> _Records_

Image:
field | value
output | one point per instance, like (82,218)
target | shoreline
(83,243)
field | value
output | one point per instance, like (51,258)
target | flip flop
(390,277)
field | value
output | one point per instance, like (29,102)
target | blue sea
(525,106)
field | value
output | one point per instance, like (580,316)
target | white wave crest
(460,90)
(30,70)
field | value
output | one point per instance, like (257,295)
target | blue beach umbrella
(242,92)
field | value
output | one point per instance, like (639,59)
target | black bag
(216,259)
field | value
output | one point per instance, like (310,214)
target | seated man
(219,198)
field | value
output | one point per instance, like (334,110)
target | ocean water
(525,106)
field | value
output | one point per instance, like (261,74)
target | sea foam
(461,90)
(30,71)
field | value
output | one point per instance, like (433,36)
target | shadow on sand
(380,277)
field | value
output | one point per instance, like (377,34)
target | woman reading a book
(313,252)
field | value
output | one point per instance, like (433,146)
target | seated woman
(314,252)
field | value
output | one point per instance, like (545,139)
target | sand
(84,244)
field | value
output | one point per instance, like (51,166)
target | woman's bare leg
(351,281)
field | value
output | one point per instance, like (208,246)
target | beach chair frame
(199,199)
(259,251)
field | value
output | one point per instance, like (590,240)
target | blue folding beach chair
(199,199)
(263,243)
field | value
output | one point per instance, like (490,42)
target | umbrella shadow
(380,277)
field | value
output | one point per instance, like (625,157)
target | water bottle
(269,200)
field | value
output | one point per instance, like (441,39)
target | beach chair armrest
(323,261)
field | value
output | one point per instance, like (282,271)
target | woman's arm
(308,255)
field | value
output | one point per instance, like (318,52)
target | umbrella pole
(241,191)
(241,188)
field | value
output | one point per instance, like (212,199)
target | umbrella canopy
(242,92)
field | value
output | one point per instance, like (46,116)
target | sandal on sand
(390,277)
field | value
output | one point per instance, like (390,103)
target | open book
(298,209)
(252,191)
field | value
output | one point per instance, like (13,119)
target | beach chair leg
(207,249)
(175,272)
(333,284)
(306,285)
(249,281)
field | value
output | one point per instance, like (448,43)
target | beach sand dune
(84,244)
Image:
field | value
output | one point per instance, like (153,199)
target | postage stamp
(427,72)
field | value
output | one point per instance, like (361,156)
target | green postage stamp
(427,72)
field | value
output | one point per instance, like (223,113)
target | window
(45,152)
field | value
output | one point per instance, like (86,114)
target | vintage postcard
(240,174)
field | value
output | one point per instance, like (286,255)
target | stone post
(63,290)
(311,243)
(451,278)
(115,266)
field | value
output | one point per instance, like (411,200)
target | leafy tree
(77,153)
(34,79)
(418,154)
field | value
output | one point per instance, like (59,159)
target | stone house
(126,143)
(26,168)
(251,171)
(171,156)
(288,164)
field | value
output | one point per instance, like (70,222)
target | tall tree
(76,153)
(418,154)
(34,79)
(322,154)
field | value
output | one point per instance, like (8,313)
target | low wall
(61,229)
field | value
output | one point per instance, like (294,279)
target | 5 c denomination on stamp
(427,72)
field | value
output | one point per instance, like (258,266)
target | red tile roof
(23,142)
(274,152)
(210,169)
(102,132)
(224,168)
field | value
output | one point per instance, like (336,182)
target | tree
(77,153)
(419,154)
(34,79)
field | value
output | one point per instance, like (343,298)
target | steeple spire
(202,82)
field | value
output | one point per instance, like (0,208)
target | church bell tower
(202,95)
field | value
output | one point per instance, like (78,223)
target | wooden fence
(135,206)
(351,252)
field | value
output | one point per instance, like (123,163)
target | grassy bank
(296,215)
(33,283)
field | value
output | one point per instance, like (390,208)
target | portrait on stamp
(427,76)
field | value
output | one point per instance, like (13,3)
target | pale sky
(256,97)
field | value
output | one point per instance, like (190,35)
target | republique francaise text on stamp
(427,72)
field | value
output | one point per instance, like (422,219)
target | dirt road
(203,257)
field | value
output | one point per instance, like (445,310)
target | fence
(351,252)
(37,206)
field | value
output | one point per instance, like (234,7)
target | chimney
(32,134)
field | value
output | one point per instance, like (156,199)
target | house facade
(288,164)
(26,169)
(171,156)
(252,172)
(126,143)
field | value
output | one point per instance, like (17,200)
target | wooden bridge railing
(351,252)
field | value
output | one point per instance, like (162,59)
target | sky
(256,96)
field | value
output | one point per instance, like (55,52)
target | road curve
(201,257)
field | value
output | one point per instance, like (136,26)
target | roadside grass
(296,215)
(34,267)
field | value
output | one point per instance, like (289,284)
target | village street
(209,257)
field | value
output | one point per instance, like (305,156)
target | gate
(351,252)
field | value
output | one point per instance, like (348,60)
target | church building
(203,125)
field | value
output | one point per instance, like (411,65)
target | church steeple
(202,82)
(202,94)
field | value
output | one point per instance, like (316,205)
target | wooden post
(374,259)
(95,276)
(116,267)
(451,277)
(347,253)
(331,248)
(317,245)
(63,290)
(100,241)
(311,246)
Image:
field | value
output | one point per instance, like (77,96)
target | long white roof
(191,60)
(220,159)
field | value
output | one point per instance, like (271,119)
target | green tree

> _What you need to do_
Transcribe each entry precisely, missing none.

> _Complete output_
Image:
field | value
output | one point per instance, like (82,218)
target | shoreline
(83,243)
field | value
output | one point per instance, like (51,258)
target | flip flop
(390,277)
field | value
output | one point per instance, like (29,102)
target | blue sea
(525,106)
field | value
output | one point per instance, like (580,316)
target | white wave crest
(460,90)
(30,70)
field | value
output | one point per instance, like (257,295)
target | blue beach umbrella
(242,92)
field | value
output | one point per instance, like (639,59)
target | black bag
(216,259)
field | value
output | one point per instance, like (310,214)
target | seated man
(219,198)
field | value
output | one point per instance, like (334,110)
target | ocean water
(525,106)
field | value
output | one point per instance, like (261,74)
target | sea foam
(461,90)
(30,71)
field | value
output | one point per instance, like (433,36)
target | shadow on sand
(380,277)
field | value
output | one point per instance, like (377,34)
target | woman reading a book
(313,252)
field | value
output | one point per instance, like (433,146)
target | seated woman
(314,252)
field | value
output | one point per instance, like (545,139)
target | sand
(84,244)
field | value
output | one point per instance, like (51,166)
target | woman's bare leg
(351,281)
field | value
output | one point per instance, like (208,246)
target | beach chair frame
(199,199)
(259,251)
field | value
output | one point per instance, like (590,240)
target | blue folding beach chair
(199,199)
(263,243)
field | value
output | one point per instance, like (490,42)
target | umbrella shadow
(380,277)
field | value
output | one point per instance, like (625,157)
target | water bottle
(269,200)
field | value
output | one point per instance, like (441,39)
target | beach chair armrest
(323,261)
field | value
output | one point per instance, like (282,271)
target | woman's arm
(308,255)
field | value
output | one point per instance, like (318,52)
target | umbrella pole
(241,191)
(241,188)
field | value
output | one point per instance, like (212,199)
target | umbrella canopy
(242,92)
field | value
output | one point per instance, like (46,116)
target | sandal on sand
(390,277)
field | value
output | one point per instance, like (390,103)
target | open book
(298,209)
(252,191)
field | value
output | one point per instance, like (13,119)
target | beach chair leg
(207,249)
(175,272)
(333,284)
(306,285)
(249,281)
field | value
output | one point per instance, like (448,43)
target | beach sand dune
(84,244)
Image:
field | value
output | one point per instance, like (153,199)
target | postage stamp
(427,72)
field | value
output | one point per instance, like (361,156)
target | green postage stamp
(427,72)
field | value
output | one point per instance, like (223,113)
target | window
(45,152)
field | value
output | one point per instance, like (86,114)
target | vintage postcard
(240,174)
field | value
output | one point per instance, like (286,255)
target | stone post
(63,290)
(311,243)
(451,278)
(115,266)
field | value
output | one point per instance, like (411,200)
target | leafy tree
(77,153)
(34,79)
(418,154)
field | value
output | one point per instance, like (59,159)
target | stone house
(126,143)
(26,168)
(251,171)
(171,156)
(288,164)
field | value
output | one point per instance, like (70,222)
target | tall tree
(76,153)
(418,154)
(34,79)
(322,154)
field | value
output | one point per instance, like (8,313)
target | low wall
(61,229)
field | value
output | one point per instance, like (294,279)
target | 5 c denomination on stamp
(427,72)
field | value
output | one point per instance, like (258,266)
target | red tile roof
(23,142)
(274,152)
(210,169)
(102,132)
(224,168)
field | value
output | one point per instance, like (336,182)
target | tree
(77,153)
(419,154)
(34,79)
field | value
output | one point per instance, like (343,298)
target | steeple spire
(202,82)
field | value
output | one point per instance, like (0,208)
target | church bell tower
(202,95)
field | value
output | one point per instance, like (78,223)
target | wooden fence
(135,206)
(351,252)
field | value
output | one point per instance, like (123,163)
target | grassy bank
(296,215)
(33,283)
field | value
output | one point per instance, like (390,208)
target | portrait on stamp
(427,76)
field | value
output | one point per instance, like (13,3)
target | pale sky
(256,97)
field | value
output | one point per instance, like (190,35)
target | republique francaise text on stamp
(427,72)
field | value
output | one point per instance, like (422,219)
target | dirt road
(203,257)
field | value
output | one point per instance, like (445,310)
target | fence
(351,252)
(37,206)
field | value
output | one point per instance, like (234,7)
target | chimney
(32,134)
field | value
output | one point per instance, like (156,199)
target | house facade
(288,164)
(26,169)
(171,156)
(252,172)
(126,143)
field | value
output | one point per instance, like (17,200)
target | wooden bridge railing
(351,252)
field | value
output | one point per instance, like (162,59)
target | sky
(256,96)
field | value
output | one point per instance, like (55,52)
target | road curve
(201,257)
field | value
output | one point per instance, like (136,26)
target | roadside grass
(296,215)
(34,267)
field | value
output | one point per instance, like (289,284)
target | village street
(209,257)
field | value
output | one point per instance, like (305,156)
target | gate
(351,252)
field | value
output | one point per instance, like (348,60)
target | church building
(203,125)
field | value
output | one point per instance, like (411,65)
target | church steeple
(202,82)
(202,94)
field | value
output | one point per instance, like (316,205)
target | wooden post
(374,259)
(95,276)
(116,267)
(451,277)
(347,253)
(331,248)
(317,245)
(63,290)
(100,241)
(311,246)
Image:
field | value
output | one point per instance, like (77,96)
target | long white roof
(191,60)
(220,159)
field | value
output | one point per instance, like (271,119)
target | green tree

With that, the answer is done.